#### Document source
----------
Un accouchement par voie basse permet également de garder ses options ouvertes puisqu’il est moins risqué par la suite de porter et d’accoucher d’autres enfants.
Pouvez-vous donner des exemples de situations dans lesquelles une césarienne est préférable ?
Il existe de nombreuses indications médicales pour procéder à une césarienne : deux césariennes antérieures ; un bébé qui se présente par le siège au terme de la grossesse alors que la version céphalique externe n’était pas indiquée ou n’a pas réussi ; un placenta previa ; une présentation transverse ; et en cas de grossesse multiple (ex : des jumeaux quand le premier bébé ne se présente pas la tête en bas).
Les soins médicaux à la mère et au bébé au moment de l’accouchement ont beaucoup évolué au cours du siècle passé. Pouvez-vous donner des statistiques qui soulignent ces progrès ?
Dans les pays développés, jusqu’en 1930, 1 femme sur 20 mourrait en couche et 1 bébé sur 30 à la naissance. L’introduction des antibiotiques pendant la Seconde Guerre mondiale a rendu les césariennes et l’accouchement assisté beaucoup plus sûrs, et le développement actuel des méthodes obstétriques modernes signifie qu’environ 8 femmes sur 100.000 meurent en donnant naissance à leur enfant et 8 bébés sur 1.000 meurent à la naissance si on prend en compte les mort-nés à compter de 20 semaines et les décès néonataux précoces. Bien qu’il y ait un grand soulagement du fait qu’il soit extrêmement rare pour une femme de mourir en couche, le pendule est allé trop loin dans l’autre sens avec un trop grand nombre de césariennes effectuées sans pour autant constater une baisse de la mortalité maternelle ou périnatale.
Hong-Kong est considéré avoir un taux de césariennes très élevé en comparaison au taux des naissances naturelles dans les autres pays, et notamment aux États-Unis ? Pouvez-vous nous expliquer pourquoi ?
Le dernier taux de césariennes pratiquées connu dans le secteur privé est apparemment de 68 % alors que pour les États-Unis le taux est de 38 %. Il est avancé que les statistiques à Hong-Kong s’expliquent par le grand nombre de femmes qui décident de la date de leur accouchement pour des raisons de « Feng Shui ». Cependant, cette raison ne suffit pas à justifier ce chiffre dans la mesure où le pourcentage de césariennes d’urgence et de césariennes voulues est plus élevé qu’aux États-Unis ou au Royaume-Uni.
----------
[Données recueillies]

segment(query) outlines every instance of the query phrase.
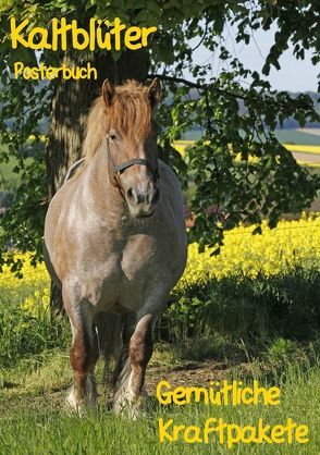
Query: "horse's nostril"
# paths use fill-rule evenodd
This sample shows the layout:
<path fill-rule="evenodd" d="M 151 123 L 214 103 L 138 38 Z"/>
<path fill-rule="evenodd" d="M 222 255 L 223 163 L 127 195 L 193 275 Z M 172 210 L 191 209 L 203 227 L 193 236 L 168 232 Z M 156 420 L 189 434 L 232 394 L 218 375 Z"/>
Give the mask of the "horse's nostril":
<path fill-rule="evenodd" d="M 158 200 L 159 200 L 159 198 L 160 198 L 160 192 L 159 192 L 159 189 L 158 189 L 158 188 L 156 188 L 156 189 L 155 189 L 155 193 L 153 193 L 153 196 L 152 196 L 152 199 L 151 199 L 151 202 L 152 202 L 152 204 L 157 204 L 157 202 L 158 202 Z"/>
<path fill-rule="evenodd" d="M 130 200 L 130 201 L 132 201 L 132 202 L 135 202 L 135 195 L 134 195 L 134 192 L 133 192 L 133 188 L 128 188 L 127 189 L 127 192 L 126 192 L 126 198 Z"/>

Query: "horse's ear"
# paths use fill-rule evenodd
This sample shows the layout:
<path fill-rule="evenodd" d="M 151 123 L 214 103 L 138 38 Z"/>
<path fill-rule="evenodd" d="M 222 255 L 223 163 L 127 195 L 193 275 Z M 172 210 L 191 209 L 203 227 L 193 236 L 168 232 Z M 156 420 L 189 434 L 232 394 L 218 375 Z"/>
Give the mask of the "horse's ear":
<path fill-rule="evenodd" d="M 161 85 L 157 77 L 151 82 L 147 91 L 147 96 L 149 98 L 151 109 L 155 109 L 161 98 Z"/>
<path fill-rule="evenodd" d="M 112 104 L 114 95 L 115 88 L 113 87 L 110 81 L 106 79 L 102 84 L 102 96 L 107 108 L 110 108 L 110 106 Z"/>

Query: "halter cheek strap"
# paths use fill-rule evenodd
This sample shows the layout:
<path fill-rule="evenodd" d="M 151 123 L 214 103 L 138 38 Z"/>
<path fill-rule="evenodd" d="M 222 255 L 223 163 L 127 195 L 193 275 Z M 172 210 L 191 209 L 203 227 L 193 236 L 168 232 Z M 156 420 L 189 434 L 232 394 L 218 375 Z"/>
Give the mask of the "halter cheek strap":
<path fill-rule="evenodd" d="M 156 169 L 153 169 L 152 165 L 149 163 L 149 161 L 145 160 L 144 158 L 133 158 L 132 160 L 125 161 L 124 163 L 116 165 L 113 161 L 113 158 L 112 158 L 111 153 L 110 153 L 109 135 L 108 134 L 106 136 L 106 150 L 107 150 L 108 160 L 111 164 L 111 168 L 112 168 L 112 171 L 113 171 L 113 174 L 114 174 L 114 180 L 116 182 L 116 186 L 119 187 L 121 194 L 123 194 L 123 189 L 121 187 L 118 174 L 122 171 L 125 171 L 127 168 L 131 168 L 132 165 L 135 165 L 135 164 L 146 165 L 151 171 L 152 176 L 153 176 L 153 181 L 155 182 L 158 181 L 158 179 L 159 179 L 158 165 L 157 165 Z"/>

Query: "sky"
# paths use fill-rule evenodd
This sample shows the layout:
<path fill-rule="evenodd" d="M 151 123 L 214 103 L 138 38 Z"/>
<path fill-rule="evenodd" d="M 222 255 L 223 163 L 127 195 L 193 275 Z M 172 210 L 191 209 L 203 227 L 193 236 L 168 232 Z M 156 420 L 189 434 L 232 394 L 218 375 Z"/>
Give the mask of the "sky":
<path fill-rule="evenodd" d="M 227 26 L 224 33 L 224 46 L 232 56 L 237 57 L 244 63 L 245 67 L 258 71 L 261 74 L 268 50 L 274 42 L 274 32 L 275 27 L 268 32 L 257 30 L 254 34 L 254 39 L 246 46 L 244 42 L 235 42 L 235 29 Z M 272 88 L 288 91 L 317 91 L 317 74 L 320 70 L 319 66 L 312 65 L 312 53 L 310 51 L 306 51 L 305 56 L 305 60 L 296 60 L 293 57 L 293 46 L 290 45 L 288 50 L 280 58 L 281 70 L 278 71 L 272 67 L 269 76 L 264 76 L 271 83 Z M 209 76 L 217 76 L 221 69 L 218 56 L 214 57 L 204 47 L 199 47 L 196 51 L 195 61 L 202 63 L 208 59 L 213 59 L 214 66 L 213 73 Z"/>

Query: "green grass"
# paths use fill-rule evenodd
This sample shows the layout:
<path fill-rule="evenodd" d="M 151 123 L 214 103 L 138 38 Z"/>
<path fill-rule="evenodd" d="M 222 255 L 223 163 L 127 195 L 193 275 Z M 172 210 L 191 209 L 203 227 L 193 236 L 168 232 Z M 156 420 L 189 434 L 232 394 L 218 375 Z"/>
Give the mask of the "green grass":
----------
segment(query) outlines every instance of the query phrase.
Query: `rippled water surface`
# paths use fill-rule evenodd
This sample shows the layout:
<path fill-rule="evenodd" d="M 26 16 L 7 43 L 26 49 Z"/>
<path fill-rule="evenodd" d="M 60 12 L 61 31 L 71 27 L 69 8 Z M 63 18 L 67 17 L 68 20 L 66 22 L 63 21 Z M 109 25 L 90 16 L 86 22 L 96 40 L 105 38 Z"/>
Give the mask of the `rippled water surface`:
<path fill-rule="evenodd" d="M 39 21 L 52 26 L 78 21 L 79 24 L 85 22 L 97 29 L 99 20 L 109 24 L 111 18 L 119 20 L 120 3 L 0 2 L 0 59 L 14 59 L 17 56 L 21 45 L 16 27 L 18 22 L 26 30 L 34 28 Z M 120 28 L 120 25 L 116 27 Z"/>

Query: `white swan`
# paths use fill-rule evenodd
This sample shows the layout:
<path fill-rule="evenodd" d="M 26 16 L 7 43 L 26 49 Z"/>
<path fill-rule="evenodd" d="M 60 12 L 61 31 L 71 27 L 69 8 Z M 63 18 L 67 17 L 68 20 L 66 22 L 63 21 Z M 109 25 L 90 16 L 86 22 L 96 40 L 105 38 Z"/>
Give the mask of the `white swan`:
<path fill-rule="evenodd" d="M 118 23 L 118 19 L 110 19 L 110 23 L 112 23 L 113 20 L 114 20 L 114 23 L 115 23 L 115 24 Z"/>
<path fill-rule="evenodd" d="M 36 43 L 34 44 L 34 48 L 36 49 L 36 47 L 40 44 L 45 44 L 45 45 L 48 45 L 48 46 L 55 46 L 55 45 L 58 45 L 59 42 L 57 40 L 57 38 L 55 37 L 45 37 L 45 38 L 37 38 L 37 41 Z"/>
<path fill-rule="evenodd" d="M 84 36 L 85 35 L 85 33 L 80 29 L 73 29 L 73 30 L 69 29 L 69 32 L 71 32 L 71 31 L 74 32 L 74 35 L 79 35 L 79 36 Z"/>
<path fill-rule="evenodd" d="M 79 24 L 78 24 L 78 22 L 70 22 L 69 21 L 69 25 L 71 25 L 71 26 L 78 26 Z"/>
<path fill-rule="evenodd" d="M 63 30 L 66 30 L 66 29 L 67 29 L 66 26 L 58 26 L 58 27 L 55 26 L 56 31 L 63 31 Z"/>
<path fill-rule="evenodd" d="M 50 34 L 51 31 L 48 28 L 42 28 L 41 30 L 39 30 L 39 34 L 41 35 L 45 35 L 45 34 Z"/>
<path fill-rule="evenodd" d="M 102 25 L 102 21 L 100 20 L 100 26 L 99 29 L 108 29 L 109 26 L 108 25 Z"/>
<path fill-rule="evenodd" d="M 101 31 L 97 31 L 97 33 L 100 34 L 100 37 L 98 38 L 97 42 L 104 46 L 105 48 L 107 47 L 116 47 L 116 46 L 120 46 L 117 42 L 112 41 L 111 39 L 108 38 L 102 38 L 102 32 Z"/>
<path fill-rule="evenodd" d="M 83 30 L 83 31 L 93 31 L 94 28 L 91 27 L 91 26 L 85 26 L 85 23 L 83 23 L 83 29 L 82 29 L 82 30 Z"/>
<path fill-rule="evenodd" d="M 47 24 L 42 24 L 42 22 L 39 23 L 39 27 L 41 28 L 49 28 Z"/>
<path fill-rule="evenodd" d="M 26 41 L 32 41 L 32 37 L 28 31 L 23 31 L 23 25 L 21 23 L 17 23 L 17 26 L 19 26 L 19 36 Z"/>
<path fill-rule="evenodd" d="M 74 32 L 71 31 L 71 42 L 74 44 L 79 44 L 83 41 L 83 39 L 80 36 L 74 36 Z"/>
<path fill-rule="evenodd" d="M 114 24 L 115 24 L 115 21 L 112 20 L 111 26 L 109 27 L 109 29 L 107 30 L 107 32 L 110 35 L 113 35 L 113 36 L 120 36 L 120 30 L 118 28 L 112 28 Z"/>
----------
#### Consigne A
Répondez à ces questions sur le texte sur la césarienne :
(i) Combien de césariennes antérieures constituent une indication médicale pour en pratiquer une ?
(ii) Quelle introduction a rendu les césariennes beaucoup plus sûres pendant la Seconde Guerre mondiale ?
(iii) Quel taux de césariennes est indiqué pour les États-Unis ?
#### Consigne B
Pouvez-vous prolonger le texte sur la césarienne après sa dernière phrase ?
Ces données n'ont aucun rôle ici.

#### Réponse A
(i) Deux.
(ii) Celle des antibiotiques.
(iii) 38 %.

#### Réponse B
Combien de césariennes pratiquez-vous ?
Le taux de césariennes pour 2014 à Central Health Practice était de 34 %.
Beaucoup avancent qu’un accouchement planifié présente de nombreux avantages et est peu préjudiciable.
Bien qu’un accouchement planifié ait des avantages, cela ne signifie pas pour autant qu’une césarienne soit nécessaire. La plupart des bébés devant naître avant la date prévue pour raisons médicales (par exemple en cas de pré-éclampsie, de dysfonctions hépatiques au cours de la grossesse, ou de retard de croissance) peuvent être mis au monde en déclenchant le travail.
Est-il possible de voir une différence dans le nombre de césariennes et d’accouchements par voie basse entre le secteur public et le secteur privé ? Si tel est le cas, pouvez-vous expliquer pourquoi ?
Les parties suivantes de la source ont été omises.